● **REQUEST**
Repeat word for word the line with "the shirt sleeve" and every line after it until the records below run out.
[start of EXTRACTED RECORDS]
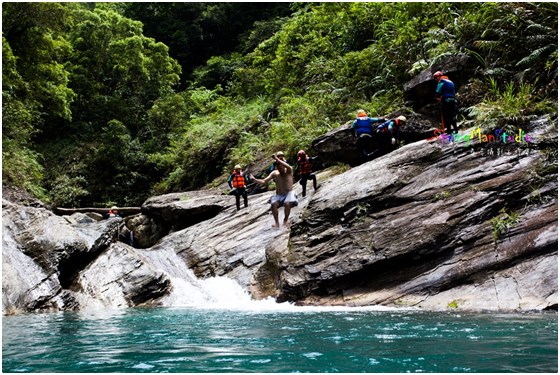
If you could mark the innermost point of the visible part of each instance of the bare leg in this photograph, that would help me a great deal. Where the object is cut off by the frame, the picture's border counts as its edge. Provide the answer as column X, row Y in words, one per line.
column 287, row 209
column 275, row 214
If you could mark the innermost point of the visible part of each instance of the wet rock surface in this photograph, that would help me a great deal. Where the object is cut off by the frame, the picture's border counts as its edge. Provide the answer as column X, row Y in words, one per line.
column 433, row 224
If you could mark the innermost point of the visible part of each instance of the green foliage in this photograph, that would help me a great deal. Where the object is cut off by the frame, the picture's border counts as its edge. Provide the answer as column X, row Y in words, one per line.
column 506, row 107
column 68, row 191
column 503, row 222
column 92, row 109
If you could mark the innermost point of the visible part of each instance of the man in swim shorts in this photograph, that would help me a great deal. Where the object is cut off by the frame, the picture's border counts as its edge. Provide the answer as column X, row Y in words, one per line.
column 285, row 196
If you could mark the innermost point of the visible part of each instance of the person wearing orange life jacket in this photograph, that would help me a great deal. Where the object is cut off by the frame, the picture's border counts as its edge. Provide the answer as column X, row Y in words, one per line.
column 238, row 182
column 363, row 129
column 387, row 133
column 113, row 212
column 305, row 169
column 445, row 94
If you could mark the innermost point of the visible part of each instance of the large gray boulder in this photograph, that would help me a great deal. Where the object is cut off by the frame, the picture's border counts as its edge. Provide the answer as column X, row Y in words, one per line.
column 430, row 225
column 46, row 258
column 433, row 225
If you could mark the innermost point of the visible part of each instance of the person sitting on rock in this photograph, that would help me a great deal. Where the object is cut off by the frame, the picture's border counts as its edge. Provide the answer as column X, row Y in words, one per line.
column 238, row 182
column 305, row 169
column 113, row 212
column 363, row 130
column 387, row 133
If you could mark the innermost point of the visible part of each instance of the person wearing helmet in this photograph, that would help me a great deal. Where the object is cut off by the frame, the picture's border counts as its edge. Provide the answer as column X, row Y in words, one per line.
column 445, row 94
column 238, row 182
column 113, row 212
column 285, row 196
column 363, row 129
column 305, row 169
column 387, row 134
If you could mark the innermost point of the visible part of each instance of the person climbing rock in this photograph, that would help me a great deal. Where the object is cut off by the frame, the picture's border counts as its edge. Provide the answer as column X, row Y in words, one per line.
column 305, row 169
column 285, row 195
column 445, row 94
column 363, row 129
column 238, row 182
column 386, row 135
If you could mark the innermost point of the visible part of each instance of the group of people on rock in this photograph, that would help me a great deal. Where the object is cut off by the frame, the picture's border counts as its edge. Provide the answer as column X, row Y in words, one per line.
column 374, row 136
column 283, row 175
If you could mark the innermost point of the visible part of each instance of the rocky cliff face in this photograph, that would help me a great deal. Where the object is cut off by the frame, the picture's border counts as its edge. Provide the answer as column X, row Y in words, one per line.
column 434, row 224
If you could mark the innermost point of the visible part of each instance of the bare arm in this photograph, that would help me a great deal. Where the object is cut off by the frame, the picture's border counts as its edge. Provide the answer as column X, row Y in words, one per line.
column 264, row 181
column 286, row 165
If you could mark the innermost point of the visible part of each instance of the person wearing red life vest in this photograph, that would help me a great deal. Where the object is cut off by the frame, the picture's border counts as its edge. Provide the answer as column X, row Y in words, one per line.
column 305, row 169
column 445, row 94
column 238, row 182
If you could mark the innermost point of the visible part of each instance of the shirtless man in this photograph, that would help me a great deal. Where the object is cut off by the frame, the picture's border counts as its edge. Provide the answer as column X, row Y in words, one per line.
column 285, row 196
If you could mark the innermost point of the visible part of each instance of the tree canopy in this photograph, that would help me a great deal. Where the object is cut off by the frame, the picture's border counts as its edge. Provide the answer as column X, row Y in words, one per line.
column 108, row 103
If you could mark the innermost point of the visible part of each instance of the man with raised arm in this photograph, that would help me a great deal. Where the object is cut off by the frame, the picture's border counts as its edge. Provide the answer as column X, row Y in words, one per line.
column 285, row 196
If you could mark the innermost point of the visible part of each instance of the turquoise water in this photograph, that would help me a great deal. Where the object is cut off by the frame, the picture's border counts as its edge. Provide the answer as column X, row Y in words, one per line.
column 298, row 340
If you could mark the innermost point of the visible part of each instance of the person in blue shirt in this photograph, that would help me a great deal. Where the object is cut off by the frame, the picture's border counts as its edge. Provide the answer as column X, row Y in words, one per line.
column 445, row 94
column 363, row 129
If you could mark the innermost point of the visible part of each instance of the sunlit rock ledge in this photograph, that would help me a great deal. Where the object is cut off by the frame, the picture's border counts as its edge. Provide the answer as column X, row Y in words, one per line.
column 431, row 226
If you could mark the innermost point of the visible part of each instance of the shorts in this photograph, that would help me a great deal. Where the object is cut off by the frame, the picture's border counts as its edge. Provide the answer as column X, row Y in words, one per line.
column 282, row 199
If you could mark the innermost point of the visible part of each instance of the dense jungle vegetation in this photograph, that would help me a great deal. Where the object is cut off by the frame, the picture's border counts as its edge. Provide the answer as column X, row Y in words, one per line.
column 109, row 103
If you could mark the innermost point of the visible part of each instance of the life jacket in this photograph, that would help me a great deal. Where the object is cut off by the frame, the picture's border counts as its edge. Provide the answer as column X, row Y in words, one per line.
column 446, row 87
column 385, row 126
column 238, row 180
column 305, row 166
column 363, row 126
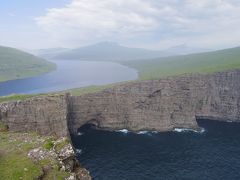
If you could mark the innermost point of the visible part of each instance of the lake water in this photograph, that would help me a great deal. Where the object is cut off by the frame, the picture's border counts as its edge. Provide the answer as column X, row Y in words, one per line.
column 211, row 155
column 70, row 74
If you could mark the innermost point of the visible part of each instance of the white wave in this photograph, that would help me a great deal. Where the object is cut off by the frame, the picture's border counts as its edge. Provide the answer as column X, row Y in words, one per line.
column 78, row 151
column 125, row 131
column 79, row 134
column 179, row 130
column 142, row 132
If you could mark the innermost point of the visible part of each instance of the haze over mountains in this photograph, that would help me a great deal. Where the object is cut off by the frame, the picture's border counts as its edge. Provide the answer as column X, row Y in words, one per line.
column 111, row 51
column 16, row 64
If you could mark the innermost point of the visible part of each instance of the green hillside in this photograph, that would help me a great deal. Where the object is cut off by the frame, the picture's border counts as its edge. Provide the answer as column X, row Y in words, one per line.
column 16, row 64
column 209, row 62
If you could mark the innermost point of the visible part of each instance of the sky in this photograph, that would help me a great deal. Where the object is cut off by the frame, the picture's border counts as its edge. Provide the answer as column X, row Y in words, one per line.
column 152, row 24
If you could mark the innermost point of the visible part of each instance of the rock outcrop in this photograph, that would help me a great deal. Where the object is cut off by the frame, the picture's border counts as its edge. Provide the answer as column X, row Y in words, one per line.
column 159, row 105
column 45, row 115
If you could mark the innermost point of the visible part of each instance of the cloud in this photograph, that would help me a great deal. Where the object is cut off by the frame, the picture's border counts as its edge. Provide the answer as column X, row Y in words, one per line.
column 83, row 21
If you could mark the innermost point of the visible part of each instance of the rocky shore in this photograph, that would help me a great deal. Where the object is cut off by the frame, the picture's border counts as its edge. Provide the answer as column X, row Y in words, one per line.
column 30, row 156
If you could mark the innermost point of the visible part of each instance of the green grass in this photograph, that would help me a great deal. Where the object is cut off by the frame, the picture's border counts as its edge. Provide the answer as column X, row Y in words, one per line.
column 15, row 97
column 16, row 64
column 48, row 144
column 209, row 62
column 87, row 90
column 60, row 145
column 14, row 162
column 3, row 127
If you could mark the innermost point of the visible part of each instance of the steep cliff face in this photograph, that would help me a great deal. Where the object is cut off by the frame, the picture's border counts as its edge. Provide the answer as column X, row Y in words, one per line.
column 45, row 115
column 159, row 105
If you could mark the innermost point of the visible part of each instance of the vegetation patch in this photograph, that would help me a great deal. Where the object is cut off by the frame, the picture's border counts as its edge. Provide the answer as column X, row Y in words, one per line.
column 49, row 143
column 87, row 90
column 204, row 63
column 15, row 163
column 3, row 127
column 16, row 64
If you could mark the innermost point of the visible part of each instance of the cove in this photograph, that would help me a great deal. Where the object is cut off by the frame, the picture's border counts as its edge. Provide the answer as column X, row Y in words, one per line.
column 213, row 154
column 70, row 74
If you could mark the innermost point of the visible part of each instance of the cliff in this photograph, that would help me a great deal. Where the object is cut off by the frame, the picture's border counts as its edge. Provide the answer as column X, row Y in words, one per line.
column 159, row 105
column 45, row 115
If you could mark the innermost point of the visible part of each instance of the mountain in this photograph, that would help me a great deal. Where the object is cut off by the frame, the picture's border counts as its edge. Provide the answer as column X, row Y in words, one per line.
column 49, row 53
column 16, row 64
column 183, row 49
column 208, row 62
column 108, row 51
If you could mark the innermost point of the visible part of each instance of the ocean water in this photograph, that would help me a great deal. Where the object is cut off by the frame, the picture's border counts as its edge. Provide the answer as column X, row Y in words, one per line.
column 70, row 74
column 122, row 155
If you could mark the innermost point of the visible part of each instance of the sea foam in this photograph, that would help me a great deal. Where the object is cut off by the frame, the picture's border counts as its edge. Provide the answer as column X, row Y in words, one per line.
column 125, row 131
column 179, row 130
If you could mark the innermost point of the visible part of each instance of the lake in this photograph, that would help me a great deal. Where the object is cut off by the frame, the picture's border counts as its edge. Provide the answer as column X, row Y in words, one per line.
column 211, row 155
column 70, row 74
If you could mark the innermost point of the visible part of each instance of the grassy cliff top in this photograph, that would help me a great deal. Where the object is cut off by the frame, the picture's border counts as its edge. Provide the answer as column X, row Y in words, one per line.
column 16, row 64
column 209, row 62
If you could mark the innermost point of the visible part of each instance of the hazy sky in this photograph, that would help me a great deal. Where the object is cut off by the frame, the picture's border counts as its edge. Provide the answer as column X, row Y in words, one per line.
column 156, row 24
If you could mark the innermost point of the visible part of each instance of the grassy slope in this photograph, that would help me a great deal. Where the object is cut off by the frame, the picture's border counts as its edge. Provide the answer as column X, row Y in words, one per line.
column 14, row 162
column 196, row 63
column 15, row 64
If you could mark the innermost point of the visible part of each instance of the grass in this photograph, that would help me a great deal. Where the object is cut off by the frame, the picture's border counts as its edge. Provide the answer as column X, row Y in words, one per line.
column 16, row 64
column 87, row 90
column 209, row 62
column 60, row 145
column 48, row 144
column 3, row 127
column 14, row 162
column 15, row 97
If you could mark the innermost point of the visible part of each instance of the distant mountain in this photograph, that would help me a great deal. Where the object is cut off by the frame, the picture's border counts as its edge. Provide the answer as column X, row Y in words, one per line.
column 108, row 51
column 111, row 51
column 208, row 62
column 49, row 53
column 16, row 64
column 183, row 49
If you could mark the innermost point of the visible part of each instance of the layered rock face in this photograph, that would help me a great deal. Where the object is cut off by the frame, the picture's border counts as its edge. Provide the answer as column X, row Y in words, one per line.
column 45, row 115
column 159, row 105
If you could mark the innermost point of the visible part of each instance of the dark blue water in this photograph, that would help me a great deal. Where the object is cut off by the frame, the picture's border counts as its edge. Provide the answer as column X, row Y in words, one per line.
column 70, row 74
column 214, row 154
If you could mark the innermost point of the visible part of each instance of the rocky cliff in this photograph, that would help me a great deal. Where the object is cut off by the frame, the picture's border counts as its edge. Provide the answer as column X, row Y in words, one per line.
column 159, row 105
column 45, row 115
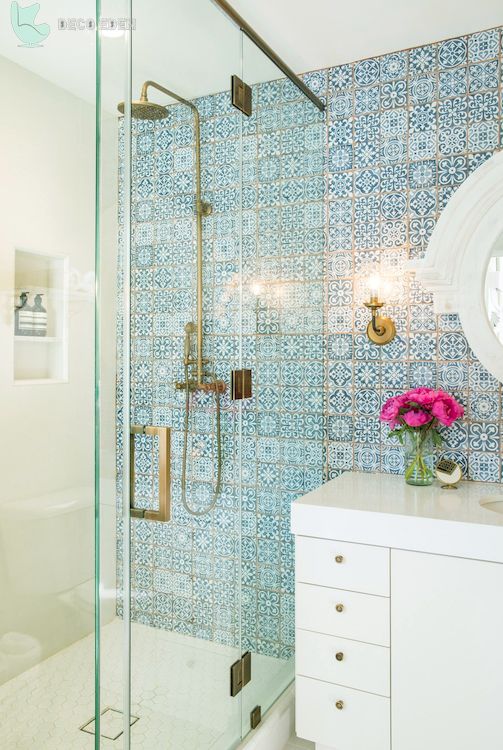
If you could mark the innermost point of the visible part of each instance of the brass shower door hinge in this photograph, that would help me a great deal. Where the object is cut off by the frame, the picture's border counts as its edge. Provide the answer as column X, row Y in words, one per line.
column 240, row 674
column 255, row 717
column 241, row 384
column 241, row 95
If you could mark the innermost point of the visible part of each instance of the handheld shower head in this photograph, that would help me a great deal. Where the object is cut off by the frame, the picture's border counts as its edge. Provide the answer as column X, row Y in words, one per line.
column 190, row 330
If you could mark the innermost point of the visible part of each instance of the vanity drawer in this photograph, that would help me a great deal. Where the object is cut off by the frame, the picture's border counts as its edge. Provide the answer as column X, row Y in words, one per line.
column 343, row 662
column 342, row 565
column 361, row 617
column 362, row 722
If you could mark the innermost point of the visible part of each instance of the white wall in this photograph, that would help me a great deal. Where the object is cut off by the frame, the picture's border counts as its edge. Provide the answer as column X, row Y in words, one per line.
column 47, row 205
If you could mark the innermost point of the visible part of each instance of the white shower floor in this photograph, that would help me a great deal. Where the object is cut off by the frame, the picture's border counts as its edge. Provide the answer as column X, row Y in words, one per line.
column 180, row 692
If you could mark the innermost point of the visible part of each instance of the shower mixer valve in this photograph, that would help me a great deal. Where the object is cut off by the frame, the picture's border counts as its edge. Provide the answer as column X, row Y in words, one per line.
column 191, row 363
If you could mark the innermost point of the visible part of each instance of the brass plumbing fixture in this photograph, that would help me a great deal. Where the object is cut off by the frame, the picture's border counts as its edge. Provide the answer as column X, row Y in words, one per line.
column 195, row 380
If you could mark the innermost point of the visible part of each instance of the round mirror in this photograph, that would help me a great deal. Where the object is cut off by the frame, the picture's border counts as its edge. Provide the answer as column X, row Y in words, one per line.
column 494, row 292
column 463, row 265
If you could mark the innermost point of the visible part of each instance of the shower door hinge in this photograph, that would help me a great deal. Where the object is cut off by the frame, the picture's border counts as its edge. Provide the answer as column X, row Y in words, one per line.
column 241, row 95
column 255, row 717
column 241, row 384
column 240, row 673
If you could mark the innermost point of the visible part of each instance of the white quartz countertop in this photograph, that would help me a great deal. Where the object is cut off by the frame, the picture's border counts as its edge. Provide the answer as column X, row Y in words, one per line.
column 382, row 509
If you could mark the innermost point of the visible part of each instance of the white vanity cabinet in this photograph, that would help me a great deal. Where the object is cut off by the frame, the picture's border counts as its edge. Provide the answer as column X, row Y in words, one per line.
column 399, row 637
column 447, row 652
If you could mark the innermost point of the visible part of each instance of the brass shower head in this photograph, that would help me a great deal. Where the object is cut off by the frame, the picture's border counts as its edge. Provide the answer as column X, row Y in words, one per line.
column 145, row 110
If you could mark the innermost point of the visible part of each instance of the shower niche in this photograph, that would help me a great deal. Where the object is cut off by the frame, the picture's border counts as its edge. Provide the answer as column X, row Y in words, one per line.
column 40, row 318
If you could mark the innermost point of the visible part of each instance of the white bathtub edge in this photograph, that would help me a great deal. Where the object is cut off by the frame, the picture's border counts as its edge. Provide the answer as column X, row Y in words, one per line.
column 276, row 727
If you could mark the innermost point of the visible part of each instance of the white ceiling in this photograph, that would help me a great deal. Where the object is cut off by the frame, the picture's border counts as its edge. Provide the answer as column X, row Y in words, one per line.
column 314, row 34
column 191, row 47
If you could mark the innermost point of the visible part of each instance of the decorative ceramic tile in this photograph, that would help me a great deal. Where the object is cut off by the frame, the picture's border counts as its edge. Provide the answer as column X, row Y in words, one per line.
column 315, row 200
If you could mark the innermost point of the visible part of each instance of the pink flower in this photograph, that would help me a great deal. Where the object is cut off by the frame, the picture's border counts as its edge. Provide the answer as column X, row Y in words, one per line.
column 391, row 410
column 446, row 409
column 425, row 397
column 416, row 417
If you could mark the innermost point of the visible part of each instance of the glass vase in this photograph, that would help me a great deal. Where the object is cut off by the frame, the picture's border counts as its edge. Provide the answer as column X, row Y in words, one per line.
column 419, row 457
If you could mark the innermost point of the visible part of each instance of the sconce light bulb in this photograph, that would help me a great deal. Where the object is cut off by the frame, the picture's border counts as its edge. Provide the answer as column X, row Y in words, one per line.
column 374, row 284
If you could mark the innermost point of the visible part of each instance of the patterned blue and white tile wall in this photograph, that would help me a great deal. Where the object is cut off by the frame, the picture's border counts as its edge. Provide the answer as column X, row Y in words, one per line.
column 404, row 131
column 318, row 204
column 264, row 255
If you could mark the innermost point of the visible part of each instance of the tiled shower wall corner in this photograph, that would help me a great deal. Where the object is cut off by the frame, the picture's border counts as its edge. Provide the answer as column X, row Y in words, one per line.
column 405, row 130
column 264, row 253
column 316, row 207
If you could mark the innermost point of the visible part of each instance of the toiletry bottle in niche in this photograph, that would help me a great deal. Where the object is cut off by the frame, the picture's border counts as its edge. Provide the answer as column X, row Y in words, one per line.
column 39, row 317
column 23, row 317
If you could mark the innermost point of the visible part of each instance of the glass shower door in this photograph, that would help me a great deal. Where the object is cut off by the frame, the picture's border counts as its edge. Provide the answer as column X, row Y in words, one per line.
column 47, row 265
column 284, row 425
column 179, row 339
column 218, row 248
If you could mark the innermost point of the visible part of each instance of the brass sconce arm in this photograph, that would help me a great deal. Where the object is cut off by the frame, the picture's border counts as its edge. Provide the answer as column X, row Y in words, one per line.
column 380, row 330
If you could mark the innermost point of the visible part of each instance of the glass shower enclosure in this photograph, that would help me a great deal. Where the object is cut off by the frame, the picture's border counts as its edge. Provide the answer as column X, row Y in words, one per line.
column 198, row 376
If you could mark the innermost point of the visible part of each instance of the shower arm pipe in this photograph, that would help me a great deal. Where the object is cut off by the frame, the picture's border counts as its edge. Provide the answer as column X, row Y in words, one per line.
column 268, row 51
column 199, row 218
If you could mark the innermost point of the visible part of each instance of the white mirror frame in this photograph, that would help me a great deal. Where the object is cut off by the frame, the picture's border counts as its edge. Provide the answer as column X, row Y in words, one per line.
column 455, row 265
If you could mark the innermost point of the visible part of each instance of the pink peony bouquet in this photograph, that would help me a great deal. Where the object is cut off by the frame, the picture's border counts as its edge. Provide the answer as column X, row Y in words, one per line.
column 415, row 418
column 421, row 408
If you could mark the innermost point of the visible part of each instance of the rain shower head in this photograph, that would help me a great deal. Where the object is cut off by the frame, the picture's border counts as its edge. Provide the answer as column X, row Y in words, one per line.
column 145, row 110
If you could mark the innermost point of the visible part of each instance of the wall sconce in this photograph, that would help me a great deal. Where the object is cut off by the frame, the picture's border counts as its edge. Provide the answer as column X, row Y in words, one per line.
column 379, row 330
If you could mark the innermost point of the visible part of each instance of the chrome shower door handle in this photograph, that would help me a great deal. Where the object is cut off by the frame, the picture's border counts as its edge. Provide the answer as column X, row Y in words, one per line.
column 164, row 513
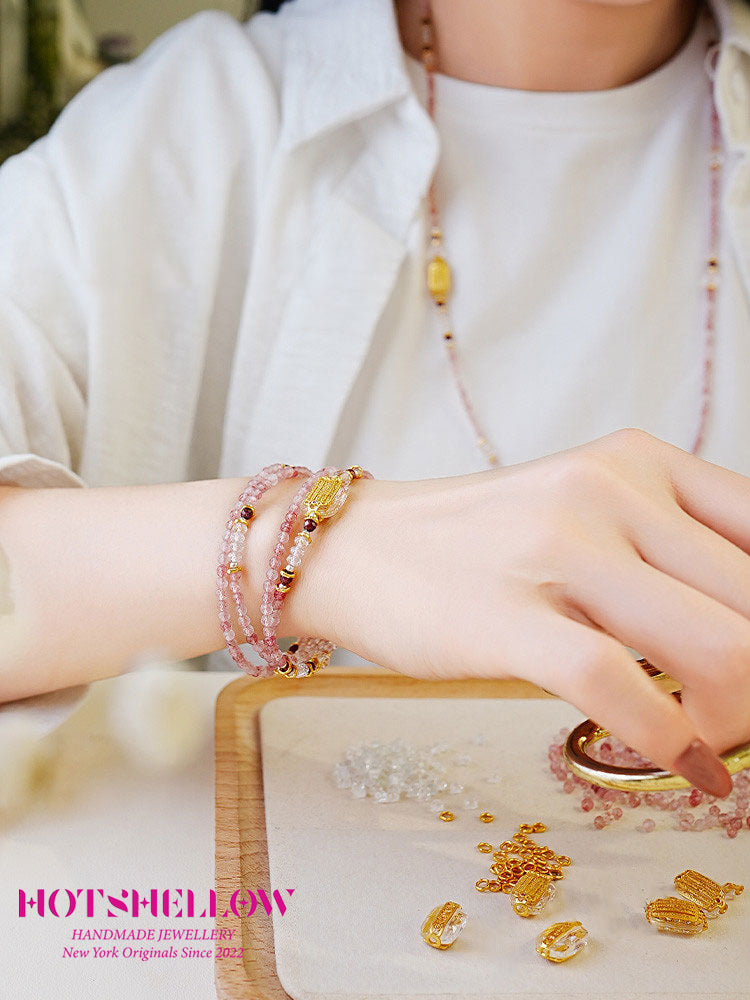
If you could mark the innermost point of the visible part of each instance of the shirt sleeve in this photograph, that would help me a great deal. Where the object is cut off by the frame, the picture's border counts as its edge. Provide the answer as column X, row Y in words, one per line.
column 42, row 331
column 42, row 366
column 148, row 152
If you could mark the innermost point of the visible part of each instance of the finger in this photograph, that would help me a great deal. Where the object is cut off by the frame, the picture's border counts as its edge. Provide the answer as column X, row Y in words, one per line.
column 675, row 543
column 594, row 672
column 689, row 635
column 717, row 497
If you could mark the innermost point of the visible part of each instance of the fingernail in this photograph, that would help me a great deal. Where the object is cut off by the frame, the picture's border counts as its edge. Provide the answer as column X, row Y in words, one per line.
column 700, row 765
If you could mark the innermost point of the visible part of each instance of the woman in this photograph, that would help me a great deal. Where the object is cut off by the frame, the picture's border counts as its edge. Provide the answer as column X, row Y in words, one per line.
column 216, row 260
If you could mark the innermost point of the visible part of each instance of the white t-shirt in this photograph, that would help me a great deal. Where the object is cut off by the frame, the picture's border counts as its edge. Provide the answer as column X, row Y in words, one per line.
column 215, row 260
column 576, row 226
[end of EXTRACTED RECORDS]
● **PROBLEM SOLUTION**
If you could mark the innermost point of the visible part of each instance of the shirt sleeve in this photograph, that would help me a great deal. Where the object is cut off by the frame, the picture's border counts as its edge. Provide the answer as column X, row Y in words, one per line.
column 42, row 331
column 42, row 366
column 148, row 152
If you could mark the innermost point of the visible part of each instance of the finger in this photograph, that would help me a great deal. Where the object is cut off by the frame, the picture's border counts as its edge. Provide the answer as column X, row Y in words, one per line.
column 675, row 543
column 594, row 672
column 689, row 635
column 717, row 497
If you could mark the innermost point of the visible part of each instance of the fingernail in this photograph, that would help me a great deal. Where the object is cut off by the frame, the picture's border counts as its edge. Provide the answer as column X, row Y in words, one per line.
column 700, row 765
If you could mark the innermost point of the visible part of each instance of the woman in this photograph, that would help me a great deal. Where the object is cut off by the frame, the picture's border counts as its edge. Provide the answer as column X, row Y in words, one per line.
column 216, row 260
If you could mark the innermost point of the visible part of each instance of the white t-shirt in this photograph, that would help me a great deal. Where the object is cut off by the frame, the picture's border counts as its edge. Provide the answer as column X, row Y in words, one per line.
column 215, row 260
column 576, row 226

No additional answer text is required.